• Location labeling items

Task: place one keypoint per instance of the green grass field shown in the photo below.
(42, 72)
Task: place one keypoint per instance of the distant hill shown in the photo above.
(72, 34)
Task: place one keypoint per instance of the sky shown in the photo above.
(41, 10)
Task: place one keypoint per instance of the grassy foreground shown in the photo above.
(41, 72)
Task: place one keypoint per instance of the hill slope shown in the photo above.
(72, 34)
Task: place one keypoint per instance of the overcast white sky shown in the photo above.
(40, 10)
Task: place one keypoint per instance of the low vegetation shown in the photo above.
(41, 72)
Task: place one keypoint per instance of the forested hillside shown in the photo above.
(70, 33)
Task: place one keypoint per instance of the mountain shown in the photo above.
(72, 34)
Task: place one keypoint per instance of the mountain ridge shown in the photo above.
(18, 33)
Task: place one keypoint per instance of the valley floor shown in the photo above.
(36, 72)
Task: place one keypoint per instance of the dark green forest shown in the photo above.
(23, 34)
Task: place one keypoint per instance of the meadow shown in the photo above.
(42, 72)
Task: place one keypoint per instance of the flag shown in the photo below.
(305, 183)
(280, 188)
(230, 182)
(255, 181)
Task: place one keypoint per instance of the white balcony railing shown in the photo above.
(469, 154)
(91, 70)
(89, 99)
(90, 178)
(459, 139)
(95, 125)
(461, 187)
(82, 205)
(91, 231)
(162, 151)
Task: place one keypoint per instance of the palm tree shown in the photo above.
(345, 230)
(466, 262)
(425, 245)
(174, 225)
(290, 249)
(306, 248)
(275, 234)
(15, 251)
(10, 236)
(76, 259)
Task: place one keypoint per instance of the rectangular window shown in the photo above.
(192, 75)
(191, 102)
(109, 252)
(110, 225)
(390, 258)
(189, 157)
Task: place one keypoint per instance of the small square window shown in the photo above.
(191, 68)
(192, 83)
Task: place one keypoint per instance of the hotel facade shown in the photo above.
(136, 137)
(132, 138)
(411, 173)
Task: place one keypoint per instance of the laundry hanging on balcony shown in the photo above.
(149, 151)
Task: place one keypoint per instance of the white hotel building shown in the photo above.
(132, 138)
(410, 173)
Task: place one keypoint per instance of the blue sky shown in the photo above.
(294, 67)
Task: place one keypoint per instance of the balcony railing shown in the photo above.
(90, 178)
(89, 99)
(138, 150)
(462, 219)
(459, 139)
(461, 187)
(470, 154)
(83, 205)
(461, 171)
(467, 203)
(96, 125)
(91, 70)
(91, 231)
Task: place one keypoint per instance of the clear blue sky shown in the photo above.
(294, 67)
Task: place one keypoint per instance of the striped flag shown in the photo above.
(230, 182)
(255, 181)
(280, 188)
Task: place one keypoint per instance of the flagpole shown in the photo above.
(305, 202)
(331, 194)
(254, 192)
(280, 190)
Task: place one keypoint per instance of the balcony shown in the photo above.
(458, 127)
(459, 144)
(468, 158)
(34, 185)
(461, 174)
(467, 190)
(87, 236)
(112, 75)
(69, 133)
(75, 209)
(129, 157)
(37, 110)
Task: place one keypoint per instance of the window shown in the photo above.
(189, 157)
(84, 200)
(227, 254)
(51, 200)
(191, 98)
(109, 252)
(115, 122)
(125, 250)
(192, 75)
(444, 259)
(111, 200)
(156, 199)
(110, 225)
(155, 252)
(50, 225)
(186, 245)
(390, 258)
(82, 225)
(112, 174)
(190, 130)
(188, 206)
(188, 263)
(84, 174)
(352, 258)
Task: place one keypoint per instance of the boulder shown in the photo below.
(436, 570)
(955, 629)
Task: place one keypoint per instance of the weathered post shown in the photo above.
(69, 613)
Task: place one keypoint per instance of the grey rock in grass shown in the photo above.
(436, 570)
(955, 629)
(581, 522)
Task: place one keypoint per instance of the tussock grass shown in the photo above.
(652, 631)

• Brief
Copy out all of the items above again, keeping every line identical to the original.

• Result of this exercise
Task: place one keypoint per instance of the green grass field shown in the photo below.
(42, 72)
Task: place one keypoint per instance of the distant hill shown in the photo above.
(72, 34)
Task: place one keypoint per instance of the sky shown in the photo above.
(41, 10)
Task: place one keypoint per instance of the grassy foreground shown in the photo above.
(41, 72)
Task: place one keypoint per instance of the hill slope shown in the photo above.
(72, 34)
Task: place one keypoint per instance of the overcast white sky shown in the photo above.
(40, 10)
Task: place one keypoint per instance of the low vegetation shown in the photo above.
(41, 72)
Task: place one keypoint per instance of the forested hillside shown in the photo above.
(70, 33)
Task: place one keypoint per instance of the mountain shown in the photo above.
(72, 34)
Task: place one keypoint per instance of the mountain ridge shown in the photo above.
(18, 33)
Task: place one keypoint per instance of the valley floor shown in the photo above.
(36, 72)
Task: place one keypoint per instance of the dark green forest shown in the photo above.
(23, 34)
Task: place one keypoint per instance of the meadow shown in the photo above.
(42, 72)
Task: place one keypoint per instance of the flag shown in the photo below.
(305, 183)
(280, 188)
(230, 182)
(255, 181)
Task: place one keypoint per instance of the white balcony railing shown in the photo above.
(469, 154)
(91, 70)
(89, 99)
(90, 178)
(459, 139)
(95, 125)
(461, 187)
(82, 205)
(91, 231)
(162, 151)
Task: place one keypoint per instance of the palm tree shown in the photo above.
(345, 230)
(466, 262)
(425, 245)
(174, 225)
(290, 249)
(306, 248)
(275, 234)
(15, 251)
(10, 236)
(76, 259)
Task: place one keypoint per instance of the rectangular window shown in the photo above.
(192, 75)
(191, 102)
(109, 252)
(110, 225)
(390, 258)
(189, 157)
Task: place one keypoint per instance of the small square window shown in the photo above.
(191, 68)
(192, 83)
Task: place one keypoint per instance of the hotel facade shown in the photo above.
(136, 137)
(132, 138)
(411, 173)
Task: place one keypoint per instance of the laundry hanging on balcony shown in the photo above.
(149, 151)
Task: place one keypoint per instance of the white hotel building shown in the photo above.
(132, 138)
(410, 173)
Task: place one keypoint per instance of the blue sky shown in the photo above.
(294, 67)
Task: place one keypoint per instance of the balcony railing shown in the photo above.
(90, 178)
(89, 99)
(138, 150)
(462, 219)
(459, 139)
(461, 187)
(470, 154)
(83, 205)
(461, 171)
(467, 203)
(96, 125)
(91, 70)
(91, 231)
Task: place one keypoint per instance of the clear blue sky shown in the photo above.
(294, 67)
Task: place one keypoint per instance of the striped flag shown in the photo above.
(230, 182)
(255, 181)
(280, 188)
Task: place one keypoint per instance of the flagpole shown in the photo above.
(305, 202)
(331, 194)
(254, 192)
(280, 190)
Task: place one keypoint per instance of the balcony shown in the photo above.
(458, 127)
(459, 144)
(468, 158)
(34, 185)
(461, 174)
(467, 190)
(87, 236)
(112, 75)
(69, 133)
(75, 209)
(129, 157)
(37, 110)
Task: place one keypoint per instance of the window shown in the photo above.
(189, 157)
(84, 200)
(227, 254)
(51, 200)
(191, 98)
(109, 252)
(115, 122)
(125, 250)
(192, 75)
(444, 259)
(111, 200)
(156, 199)
(110, 225)
(155, 252)
(50, 225)
(186, 245)
(390, 258)
(82, 225)
(112, 174)
(190, 130)
(188, 206)
(188, 263)
(84, 174)
(352, 258)
Task: place one keypoint per instance of the boulder shown in the photo below.
(436, 570)
(955, 629)
Task: place one keypoint per instance of the weathered post shown in the photo above.
(69, 613)
Task: place one keypoint per instance of the grey rock in grass shown in the photo above.
(436, 570)
(955, 629)
(581, 522)
Task: place one keypoint per instance of the tussock grass shown in the photo above.
(652, 631)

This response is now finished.